**Work instructions:** Copy these lines verbatim, starting at the first line of the records and ending at the line that contains "0;347;417;434", with both of those lines included.

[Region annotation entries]
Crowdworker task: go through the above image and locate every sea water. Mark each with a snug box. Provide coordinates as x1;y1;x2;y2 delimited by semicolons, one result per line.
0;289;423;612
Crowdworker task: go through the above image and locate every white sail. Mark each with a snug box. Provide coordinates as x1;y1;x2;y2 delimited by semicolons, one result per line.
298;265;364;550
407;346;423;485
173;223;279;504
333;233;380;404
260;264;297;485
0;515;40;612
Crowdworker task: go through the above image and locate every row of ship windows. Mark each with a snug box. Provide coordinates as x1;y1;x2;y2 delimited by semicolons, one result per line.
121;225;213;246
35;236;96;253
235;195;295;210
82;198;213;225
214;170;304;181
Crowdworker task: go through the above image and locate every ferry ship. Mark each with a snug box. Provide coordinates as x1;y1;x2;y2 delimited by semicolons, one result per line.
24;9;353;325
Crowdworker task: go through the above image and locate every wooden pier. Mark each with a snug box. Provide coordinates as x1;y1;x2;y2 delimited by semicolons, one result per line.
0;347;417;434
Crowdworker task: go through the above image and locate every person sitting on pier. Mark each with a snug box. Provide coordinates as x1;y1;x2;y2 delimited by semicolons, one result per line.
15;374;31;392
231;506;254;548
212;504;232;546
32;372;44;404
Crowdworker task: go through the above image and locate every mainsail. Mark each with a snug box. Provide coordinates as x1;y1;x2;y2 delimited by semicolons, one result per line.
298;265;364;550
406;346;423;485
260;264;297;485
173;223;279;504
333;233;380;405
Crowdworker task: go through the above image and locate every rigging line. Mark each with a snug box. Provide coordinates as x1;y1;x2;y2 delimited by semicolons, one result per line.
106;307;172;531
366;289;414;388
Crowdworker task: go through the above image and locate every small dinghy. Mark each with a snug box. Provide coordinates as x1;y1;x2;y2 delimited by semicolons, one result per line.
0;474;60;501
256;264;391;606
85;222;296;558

**The completed task:**
Crowdworker task: go through the above image and locate every sea water. Mark each with a snug box. Provide coordinates as x1;y1;x2;y2 delimited by semicolons, one result per line.
0;289;423;612
Crowdworker task: go through the above image and locate every white sail. Mark each with a snug box. Provide coordinates as x1;y1;x2;y2 delimited by semicolons, one result per line.
298;265;364;550
407;346;423;485
173;223;279;504
333;233;380;404
260;264;297;485
0;515;40;612
Crowdworker task: go through the above image and locate every row of ship windows. Mark each with a snug box. Provide coordinates as x1;y1;x2;y2 delimited by semicolons, one result per line.
121;225;213;246
35;236;96;253
235;195;295;210
82;198;213;225
214;170;304;181
Crowdworker task: go through the above image and locate every ferry ship. Mark each with a snug box. Provide coordinates as x1;y1;x2;y2 delimited by semicolons, one result per line.
24;9;353;325
Crowdworker task: go through the above image and locate every wooden pier. Mark each with a snug box. Provide coordinates as x1;y1;x2;y2 delimited by semicolons, one result per line.
0;347;417;434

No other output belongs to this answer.